Records with labeled points:

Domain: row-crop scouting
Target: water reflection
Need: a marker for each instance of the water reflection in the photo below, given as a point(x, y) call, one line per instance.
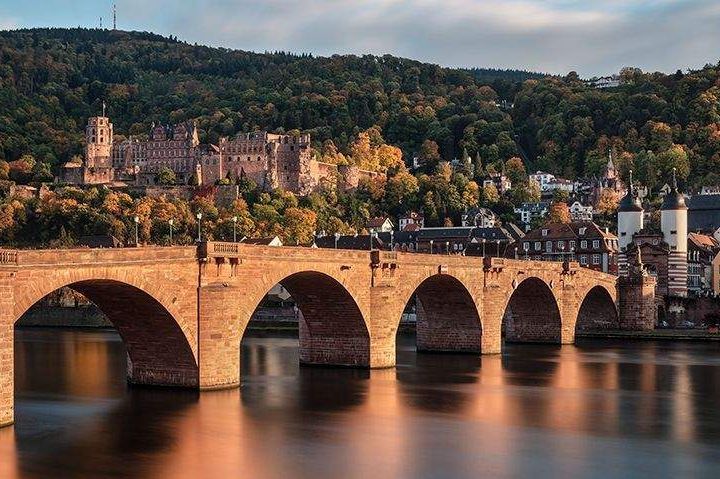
point(653, 408)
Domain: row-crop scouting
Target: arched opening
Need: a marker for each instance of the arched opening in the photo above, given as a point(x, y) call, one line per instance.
point(158, 352)
point(532, 314)
point(597, 312)
point(447, 317)
point(330, 327)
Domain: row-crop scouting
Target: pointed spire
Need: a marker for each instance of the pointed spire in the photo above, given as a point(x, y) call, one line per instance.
point(675, 179)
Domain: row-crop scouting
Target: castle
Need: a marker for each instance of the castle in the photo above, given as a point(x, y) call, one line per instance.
point(273, 161)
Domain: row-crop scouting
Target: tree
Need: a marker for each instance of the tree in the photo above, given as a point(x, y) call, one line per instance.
point(299, 226)
point(166, 176)
point(608, 202)
point(490, 194)
point(429, 154)
point(515, 170)
point(4, 170)
point(559, 213)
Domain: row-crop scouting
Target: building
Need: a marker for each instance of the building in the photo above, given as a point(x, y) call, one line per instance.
point(529, 212)
point(674, 227)
point(581, 241)
point(578, 212)
point(272, 161)
point(631, 220)
point(97, 166)
point(463, 240)
point(267, 241)
point(664, 252)
point(704, 213)
point(501, 182)
point(542, 178)
point(702, 250)
point(379, 224)
point(480, 217)
point(411, 220)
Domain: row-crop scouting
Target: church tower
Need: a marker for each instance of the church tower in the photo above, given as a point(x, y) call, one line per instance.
point(673, 223)
point(98, 150)
point(630, 221)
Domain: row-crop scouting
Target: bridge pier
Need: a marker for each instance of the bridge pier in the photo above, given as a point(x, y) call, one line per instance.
point(7, 359)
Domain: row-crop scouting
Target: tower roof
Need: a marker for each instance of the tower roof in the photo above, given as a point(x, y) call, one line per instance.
point(674, 200)
point(630, 202)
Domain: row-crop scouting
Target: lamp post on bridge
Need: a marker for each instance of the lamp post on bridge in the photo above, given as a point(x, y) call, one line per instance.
point(199, 218)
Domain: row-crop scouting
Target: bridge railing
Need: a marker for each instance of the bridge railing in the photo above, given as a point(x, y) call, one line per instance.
point(8, 256)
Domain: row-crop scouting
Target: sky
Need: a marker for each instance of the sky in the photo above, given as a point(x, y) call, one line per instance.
point(591, 37)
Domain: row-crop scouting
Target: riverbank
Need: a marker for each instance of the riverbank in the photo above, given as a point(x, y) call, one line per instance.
point(654, 335)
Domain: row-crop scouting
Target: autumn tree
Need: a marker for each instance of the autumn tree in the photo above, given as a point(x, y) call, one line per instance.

Your goal. Render every line of the listing above as a Markdown table with the columns Row and Line, skipping blank lines and leaving the pictures out.

Task response.
| Row | Line |
|---|---|
| 1 | Domain: row-crop scouting |
| 2 | Target: water reflection |
| 3 | Need: a marker for each instance of the water reflection in the photo below, given as a point(x, y) call, one line per instance. |
| 4 | point(653, 408) |
| 5 | Domain: row-crop scouting |
| 6 | Target: arched opening |
| 7 | Need: a marker for each instance of the arched opening in the photo above, given as a point(x, y) call, one line per instance. |
| 8 | point(158, 352) |
| 9 | point(532, 314) |
| 10 | point(597, 312) |
| 11 | point(447, 317) |
| 12 | point(330, 327) |
| 13 | Domain: row-crop scouting |
| 14 | Target: pointed spire |
| 15 | Need: a marker for each instance of the pointed spire in the photo above, given as a point(x, y) call, one line per instance. |
| 16 | point(675, 179) |
| 17 | Domain: row-crop scouting |
| 18 | Target: castle |
| 19 | Need: a marker for each instance of the castle in the photo above, given as a point(x, y) call, one line per instance. |
| 20 | point(273, 161) |
| 21 | Domain: row-crop scouting |
| 22 | Target: tree |
| 23 | Need: a marker for each instance of the tree in the photo above, given as a point(x, y) call, one line per instance. |
| 24 | point(299, 226) |
| 25 | point(166, 176) |
| 26 | point(608, 202) |
| 27 | point(490, 194) |
| 28 | point(429, 154) |
| 29 | point(515, 170) |
| 30 | point(4, 170) |
| 31 | point(559, 213) |
| 32 | Domain: row-crop scouting |
| 33 | Target: building |
| 34 | Need: a marker for each instance of the building in the photo above, given as a point(x, y) call, one line per instance. |
| 35 | point(529, 212) |
| 36 | point(674, 227) |
| 37 | point(581, 241) |
| 38 | point(578, 212) |
| 39 | point(272, 161) |
| 40 | point(631, 220) |
| 41 | point(97, 166) |
| 42 | point(463, 240) |
| 43 | point(267, 241) |
| 44 | point(664, 252) |
| 45 | point(704, 213) |
| 46 | point(501, 182) |
| 47 | point(542, 178) |
| 48 | point(702, 250) |
| 49 | point(379, 224) |
| 50 | point(480, 217) |
| 51 | point(411, 220) |
| 52 | Domain: row-crop scouting |
| 53 | Target: church tower |
| 54 | Need: a marker for each instance of the church tower in the photo above, given as a point(x, y) call, one line per instance. |
| 55 | point(673, 223) |
| 56 | point(98, 150) |
| 57 | point(630, 221) |
| 58 | Domain: row-crop scouting |
| 59 | Target: bridge pier |
| 60 | Need: a marker for each instance of the bridge pier in the photo above, given as a point(x, y) call, one line per instance. |
| 61 | point(7, 359) |
| 62 | Domain: row-crop scouting |
| 63 | Target: tower roof |
| 64 | Need: a marker for each instance of the tower roof in the photo above, given as a point(x, y) call, one line per instance. |
| 65 | point(674, 200) |
| 66 | point(630, 202) |
| 67 | Domain: row-crop scouting |
| 68 | Target: lamp post on bridge |
| 69 | Need: a marker for each instance of the lamp post on bridge in the photo above, given as a point(x, y) call, one line per instance. |
| 70 | point(199, 218) |
| 71 | Domain: row-crop scouting |
| 72 | Target: bridge railing |
| 73 | Need: a marker for each instance of the bridge railing in the photo above, given as a point(x, y) call, one line per instance. |
| 74 | point(8, 256) |
| 75 | Domain: row-crop scouting |
| 76 | Target: sky |
| 77 | Need: a marker for each instance of the sky in the photo above, given as a point(x, y) call, one line per instance. |
| 78 | point(591, 37) |
| 79 | Domain: row-crop scouting |
| 80 | Target: riverbank |
| 81 | Need: a marker for each instance of the riverbank in the photo above, given as a point(x, y) call, one line per instance. |
| 82 | point(654, 335) |
| 83 | Domain: row-crop scouting |
| 84 | Target: autumn tree |
| 85 | Need: a marker for each instance of the autumn tree in the photo above, given as a point(x, y) call, one line per instance. |